* **Task brief**
Show every line in the records below that contains the word "countertop", copying each line in full. Case counts.

* **Recorded information**

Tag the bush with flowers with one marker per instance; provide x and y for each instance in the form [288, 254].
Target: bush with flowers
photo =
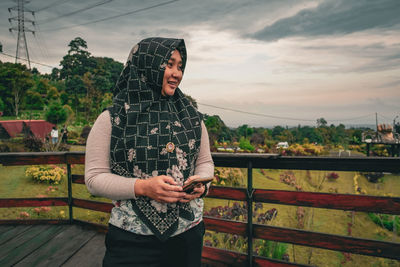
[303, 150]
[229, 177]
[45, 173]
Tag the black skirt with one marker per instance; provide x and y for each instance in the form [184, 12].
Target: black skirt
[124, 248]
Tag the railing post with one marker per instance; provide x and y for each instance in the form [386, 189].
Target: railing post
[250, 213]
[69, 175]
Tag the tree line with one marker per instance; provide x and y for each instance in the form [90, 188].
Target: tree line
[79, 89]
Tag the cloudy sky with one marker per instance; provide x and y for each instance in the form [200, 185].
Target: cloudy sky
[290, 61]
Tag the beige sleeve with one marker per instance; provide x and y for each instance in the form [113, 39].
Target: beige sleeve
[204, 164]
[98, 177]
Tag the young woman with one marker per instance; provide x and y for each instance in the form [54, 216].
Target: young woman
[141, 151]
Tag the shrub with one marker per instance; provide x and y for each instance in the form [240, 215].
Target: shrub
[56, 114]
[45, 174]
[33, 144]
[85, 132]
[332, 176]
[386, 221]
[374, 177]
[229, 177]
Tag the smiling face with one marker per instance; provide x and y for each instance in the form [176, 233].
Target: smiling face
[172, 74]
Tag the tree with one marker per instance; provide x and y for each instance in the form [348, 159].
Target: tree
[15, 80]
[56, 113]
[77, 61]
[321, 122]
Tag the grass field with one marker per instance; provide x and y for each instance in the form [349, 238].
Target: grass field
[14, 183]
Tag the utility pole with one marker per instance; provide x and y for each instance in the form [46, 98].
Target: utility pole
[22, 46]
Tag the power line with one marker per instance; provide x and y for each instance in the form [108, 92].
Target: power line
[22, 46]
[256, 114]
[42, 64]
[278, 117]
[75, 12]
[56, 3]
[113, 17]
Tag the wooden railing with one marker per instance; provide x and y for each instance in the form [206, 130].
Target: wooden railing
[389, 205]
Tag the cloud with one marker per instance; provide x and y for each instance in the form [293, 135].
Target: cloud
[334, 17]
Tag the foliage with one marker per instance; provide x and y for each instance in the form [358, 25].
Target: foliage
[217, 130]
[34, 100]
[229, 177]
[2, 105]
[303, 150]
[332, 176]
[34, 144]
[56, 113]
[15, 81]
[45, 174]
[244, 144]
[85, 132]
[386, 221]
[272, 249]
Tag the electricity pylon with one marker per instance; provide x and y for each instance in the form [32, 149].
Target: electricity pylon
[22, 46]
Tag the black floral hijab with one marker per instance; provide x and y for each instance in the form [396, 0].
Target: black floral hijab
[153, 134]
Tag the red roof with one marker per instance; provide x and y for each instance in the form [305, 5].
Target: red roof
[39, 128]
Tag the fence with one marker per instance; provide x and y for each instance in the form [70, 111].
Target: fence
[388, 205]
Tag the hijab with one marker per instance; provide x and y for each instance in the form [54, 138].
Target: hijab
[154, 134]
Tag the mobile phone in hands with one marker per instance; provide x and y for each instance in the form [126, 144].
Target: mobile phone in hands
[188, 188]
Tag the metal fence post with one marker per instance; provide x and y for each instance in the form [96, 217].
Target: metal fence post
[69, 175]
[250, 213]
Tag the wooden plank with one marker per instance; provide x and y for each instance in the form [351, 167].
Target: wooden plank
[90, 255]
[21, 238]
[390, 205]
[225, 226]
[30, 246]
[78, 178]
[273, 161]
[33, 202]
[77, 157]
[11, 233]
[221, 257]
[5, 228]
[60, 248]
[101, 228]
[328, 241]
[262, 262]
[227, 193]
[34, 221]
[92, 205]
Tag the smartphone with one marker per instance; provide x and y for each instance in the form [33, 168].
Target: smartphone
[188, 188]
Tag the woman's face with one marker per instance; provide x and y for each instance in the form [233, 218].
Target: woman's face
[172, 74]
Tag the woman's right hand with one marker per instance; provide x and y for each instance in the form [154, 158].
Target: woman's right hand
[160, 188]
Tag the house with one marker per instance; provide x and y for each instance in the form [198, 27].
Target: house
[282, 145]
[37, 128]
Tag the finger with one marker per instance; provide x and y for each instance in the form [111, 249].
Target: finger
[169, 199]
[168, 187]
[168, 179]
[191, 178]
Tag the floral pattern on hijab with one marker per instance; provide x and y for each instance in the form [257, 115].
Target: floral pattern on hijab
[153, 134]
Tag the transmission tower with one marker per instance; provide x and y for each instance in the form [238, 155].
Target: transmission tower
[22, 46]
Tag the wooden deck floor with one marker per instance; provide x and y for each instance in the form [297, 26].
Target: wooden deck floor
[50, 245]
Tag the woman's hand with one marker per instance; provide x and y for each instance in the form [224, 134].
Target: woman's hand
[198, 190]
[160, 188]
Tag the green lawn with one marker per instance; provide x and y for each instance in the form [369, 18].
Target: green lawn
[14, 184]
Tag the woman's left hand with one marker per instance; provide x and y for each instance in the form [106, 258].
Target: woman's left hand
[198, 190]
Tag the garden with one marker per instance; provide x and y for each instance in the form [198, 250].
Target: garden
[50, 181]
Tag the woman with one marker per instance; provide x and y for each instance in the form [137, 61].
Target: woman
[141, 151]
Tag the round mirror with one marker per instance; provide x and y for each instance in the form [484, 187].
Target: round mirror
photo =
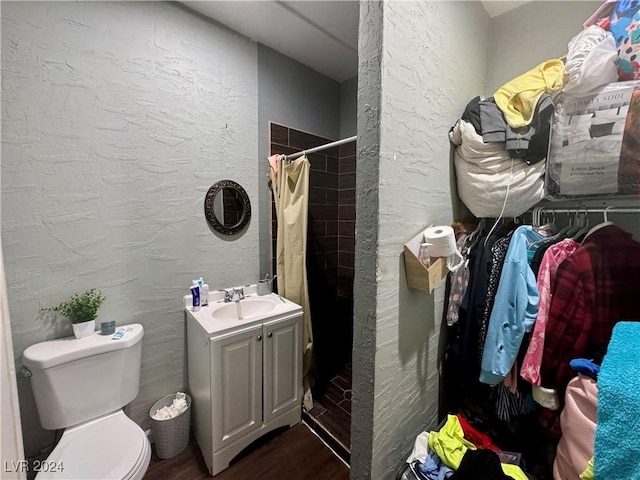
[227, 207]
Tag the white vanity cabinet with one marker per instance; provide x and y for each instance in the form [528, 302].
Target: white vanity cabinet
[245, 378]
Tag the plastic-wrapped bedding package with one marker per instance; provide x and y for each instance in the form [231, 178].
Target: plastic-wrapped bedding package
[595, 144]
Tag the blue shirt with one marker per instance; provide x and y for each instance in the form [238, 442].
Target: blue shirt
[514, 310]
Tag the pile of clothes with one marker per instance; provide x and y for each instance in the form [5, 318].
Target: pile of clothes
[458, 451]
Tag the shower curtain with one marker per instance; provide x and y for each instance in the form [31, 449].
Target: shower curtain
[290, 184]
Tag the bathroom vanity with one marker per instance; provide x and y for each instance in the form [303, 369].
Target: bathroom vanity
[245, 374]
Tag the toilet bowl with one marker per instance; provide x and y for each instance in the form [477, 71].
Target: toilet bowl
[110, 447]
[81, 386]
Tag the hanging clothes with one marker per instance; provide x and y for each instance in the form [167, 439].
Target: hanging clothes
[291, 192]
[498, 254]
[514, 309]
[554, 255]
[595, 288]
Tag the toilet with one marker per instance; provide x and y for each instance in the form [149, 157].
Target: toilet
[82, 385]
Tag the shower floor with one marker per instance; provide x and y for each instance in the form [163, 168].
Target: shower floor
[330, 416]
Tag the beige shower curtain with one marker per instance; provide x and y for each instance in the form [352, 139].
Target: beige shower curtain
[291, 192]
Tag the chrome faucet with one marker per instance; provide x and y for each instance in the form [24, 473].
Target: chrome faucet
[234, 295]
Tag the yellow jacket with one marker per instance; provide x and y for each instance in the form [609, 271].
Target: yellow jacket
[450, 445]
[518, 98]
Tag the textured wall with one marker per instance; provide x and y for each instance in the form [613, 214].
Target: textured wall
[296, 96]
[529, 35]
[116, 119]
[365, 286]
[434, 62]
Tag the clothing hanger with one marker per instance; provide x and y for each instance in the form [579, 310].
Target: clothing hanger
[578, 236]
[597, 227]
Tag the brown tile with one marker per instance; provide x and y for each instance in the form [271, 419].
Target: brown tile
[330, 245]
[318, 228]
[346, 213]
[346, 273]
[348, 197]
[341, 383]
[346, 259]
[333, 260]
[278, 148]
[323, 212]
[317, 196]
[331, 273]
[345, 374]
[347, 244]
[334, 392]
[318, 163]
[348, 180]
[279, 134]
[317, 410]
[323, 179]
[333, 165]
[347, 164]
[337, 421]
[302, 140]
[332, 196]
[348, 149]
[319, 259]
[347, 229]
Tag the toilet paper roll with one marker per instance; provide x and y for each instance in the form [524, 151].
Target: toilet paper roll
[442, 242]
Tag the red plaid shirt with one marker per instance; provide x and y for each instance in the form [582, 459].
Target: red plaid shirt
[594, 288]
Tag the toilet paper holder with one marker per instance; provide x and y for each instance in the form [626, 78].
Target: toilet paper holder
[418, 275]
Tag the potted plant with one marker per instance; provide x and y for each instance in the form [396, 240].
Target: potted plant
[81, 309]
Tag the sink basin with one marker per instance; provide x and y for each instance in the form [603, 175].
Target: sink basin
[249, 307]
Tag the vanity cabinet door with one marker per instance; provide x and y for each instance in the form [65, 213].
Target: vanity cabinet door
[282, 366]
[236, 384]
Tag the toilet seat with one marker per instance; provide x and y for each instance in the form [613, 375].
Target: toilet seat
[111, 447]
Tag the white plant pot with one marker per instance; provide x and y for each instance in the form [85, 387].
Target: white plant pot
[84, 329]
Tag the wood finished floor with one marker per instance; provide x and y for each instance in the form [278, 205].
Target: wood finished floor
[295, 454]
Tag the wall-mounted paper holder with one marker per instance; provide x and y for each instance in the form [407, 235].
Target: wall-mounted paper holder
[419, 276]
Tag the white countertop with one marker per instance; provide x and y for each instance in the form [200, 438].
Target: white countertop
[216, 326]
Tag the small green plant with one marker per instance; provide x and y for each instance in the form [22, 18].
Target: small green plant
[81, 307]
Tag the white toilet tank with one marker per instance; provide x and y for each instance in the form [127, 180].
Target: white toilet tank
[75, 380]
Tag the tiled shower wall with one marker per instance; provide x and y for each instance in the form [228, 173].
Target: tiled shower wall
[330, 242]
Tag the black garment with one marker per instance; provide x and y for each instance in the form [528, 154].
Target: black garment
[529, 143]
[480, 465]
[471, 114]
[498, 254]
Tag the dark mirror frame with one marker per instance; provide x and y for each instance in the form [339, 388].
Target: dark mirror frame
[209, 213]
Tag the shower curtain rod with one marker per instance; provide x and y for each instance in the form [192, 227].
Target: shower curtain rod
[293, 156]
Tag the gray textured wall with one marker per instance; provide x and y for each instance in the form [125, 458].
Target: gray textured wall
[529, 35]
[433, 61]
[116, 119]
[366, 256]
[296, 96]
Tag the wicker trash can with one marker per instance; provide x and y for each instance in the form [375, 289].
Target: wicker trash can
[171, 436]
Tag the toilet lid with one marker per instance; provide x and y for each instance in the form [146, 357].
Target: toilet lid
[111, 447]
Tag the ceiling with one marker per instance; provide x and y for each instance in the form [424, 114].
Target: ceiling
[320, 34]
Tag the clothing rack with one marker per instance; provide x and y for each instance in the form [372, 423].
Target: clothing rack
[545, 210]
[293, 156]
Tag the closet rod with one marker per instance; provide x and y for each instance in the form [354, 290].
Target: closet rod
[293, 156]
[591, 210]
* * *
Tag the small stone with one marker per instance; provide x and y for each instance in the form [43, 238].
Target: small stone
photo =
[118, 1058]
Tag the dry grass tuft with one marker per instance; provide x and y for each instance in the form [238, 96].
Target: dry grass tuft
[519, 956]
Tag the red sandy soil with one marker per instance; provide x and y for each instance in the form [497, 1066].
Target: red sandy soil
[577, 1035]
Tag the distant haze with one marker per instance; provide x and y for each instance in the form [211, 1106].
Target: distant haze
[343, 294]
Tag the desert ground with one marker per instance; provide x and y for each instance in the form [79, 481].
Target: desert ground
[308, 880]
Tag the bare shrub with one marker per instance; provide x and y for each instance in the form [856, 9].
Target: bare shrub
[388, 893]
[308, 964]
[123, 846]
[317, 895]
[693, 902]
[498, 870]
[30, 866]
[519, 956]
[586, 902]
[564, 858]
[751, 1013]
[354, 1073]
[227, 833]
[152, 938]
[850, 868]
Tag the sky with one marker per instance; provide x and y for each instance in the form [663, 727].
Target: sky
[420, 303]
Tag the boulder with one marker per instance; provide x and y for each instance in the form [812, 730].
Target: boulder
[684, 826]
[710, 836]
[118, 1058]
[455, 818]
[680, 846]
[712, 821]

* **Answer below**
Tag the white countertop with one marker per instance; provide x and y for each instance in the form [200, 438].
Target: white countertop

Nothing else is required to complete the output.